Reading text
CVNA - Carvana: Shorts Might Get Burned

2023-07-06 00:34:29 ET

Summary

  • Carvana's stock has gained 183% since the last publication, despite being a favorite for short-sellers. Management has issued a positive outlook, but the company is still suffering from high debt and declining revenues.
  • CVNA's financial indicators are poor, with a surge in used car sales due to stimulus checks not translating into increased earnings. Management has been criticized for poor decision-making and it has had to borrow heavily to finance business initiatives.
  • I advise against short-selling Carvana due to the risk of the company improving its fundamentals and not heading for bankruptcy.

Carvana ( CVNA ) stock has been one of many short-sellers' favorites for months already. This article is an update of my earlier work on this company. When I covered CVNA, lots of my valued readers were highly eager to profit from Carvana's stock price crash. But the long-awaited crash has not happened. In fact, since my last publication, as of the time of writing, CVNA has gained a whopping 183%, whilst S&P 500 has risen by just 12%, quite a big gap. Imagine what would have happened to the short-seller selling the shares on 11 November 2022 and buying them back now. Do not get me wrong. I am not a great advocate of CVNA shares. But if you consider short-selling CVNA, think twice. Let me explain why.

Short problem 1
Rewrite the passage of the Carvana piece between "CVNA - Carvana: Shorts" and "finance business initiatives.", inclusive, switching "Management" to "Leadership".

Listing
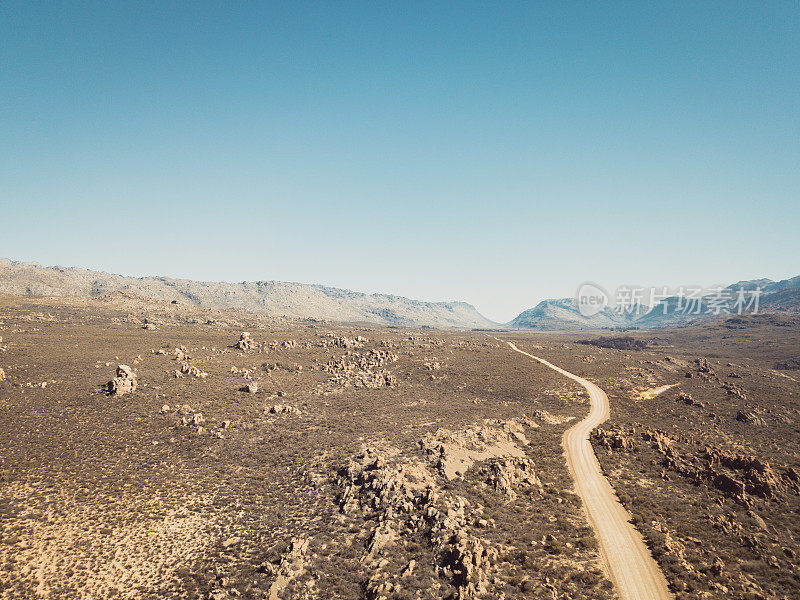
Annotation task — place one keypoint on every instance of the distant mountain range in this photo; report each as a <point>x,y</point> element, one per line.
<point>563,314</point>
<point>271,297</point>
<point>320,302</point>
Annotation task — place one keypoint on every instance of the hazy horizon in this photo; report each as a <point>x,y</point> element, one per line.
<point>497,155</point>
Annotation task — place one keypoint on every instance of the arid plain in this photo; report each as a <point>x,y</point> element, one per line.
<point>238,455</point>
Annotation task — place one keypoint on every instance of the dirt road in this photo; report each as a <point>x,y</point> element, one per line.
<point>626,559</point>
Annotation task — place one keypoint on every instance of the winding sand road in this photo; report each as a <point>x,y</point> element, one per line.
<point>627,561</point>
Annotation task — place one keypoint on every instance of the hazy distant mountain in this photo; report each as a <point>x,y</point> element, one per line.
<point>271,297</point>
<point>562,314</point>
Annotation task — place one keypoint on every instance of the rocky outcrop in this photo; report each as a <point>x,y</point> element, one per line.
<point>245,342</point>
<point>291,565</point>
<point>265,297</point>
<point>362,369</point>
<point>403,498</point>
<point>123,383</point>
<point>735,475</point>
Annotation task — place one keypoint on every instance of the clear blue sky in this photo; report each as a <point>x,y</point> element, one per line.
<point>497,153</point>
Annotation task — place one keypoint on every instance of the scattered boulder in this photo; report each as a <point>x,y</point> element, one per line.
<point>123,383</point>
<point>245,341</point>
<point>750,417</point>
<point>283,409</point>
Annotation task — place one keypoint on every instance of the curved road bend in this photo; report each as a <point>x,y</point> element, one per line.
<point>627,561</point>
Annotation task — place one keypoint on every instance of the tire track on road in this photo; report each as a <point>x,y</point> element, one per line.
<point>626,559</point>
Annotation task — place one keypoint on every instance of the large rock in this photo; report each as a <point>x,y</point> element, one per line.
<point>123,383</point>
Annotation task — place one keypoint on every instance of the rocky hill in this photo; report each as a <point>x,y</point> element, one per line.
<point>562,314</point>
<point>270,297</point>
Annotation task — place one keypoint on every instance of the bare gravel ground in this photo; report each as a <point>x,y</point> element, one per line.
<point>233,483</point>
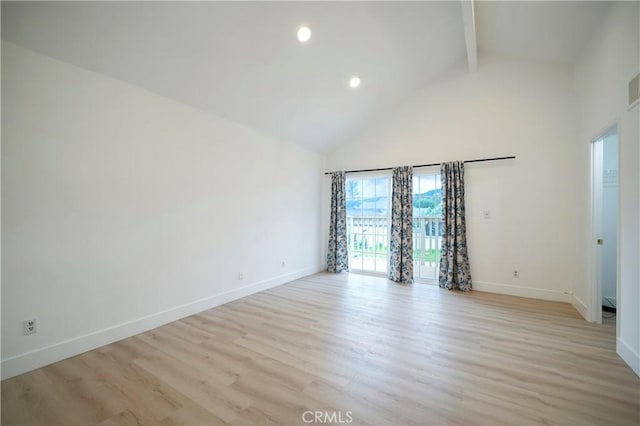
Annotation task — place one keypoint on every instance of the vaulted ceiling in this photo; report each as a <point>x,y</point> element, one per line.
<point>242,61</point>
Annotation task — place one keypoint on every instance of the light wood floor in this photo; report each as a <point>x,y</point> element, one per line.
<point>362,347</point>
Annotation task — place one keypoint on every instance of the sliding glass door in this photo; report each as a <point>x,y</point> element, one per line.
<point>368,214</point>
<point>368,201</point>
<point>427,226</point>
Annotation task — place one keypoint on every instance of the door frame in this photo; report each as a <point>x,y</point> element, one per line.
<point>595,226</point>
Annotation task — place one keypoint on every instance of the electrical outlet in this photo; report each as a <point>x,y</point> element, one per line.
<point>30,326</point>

Short problem 2
Copy the lines of the records between the lines holding "of the clear" and "<point>497,153</point>", inclusive, without any changes.

Correct response 1
CVNA - Carvana: Shorts Might Get Burned

2023-07-06 00:34:29 ET

Summary

  • Carvana's stock has gained 183% since the last publication, despite being a favorite for short-sellers. Leadership has issued a positive outlook, but the company is still suffering from high debt and declining revenues.
  • CVNA's financial indicators are poor, with a surge in used car sales due to stimulus checks not translating into increased earnings. Leadership has been criticized for poor decision-making and it has had to borrow heavily to finance business initiatives.

Correct response 2
Annotation task — place one keypoint on every instance of the clear blue sky in this photo; report each as a <point>x,y</point> element, one per line.
<point>497,153</point>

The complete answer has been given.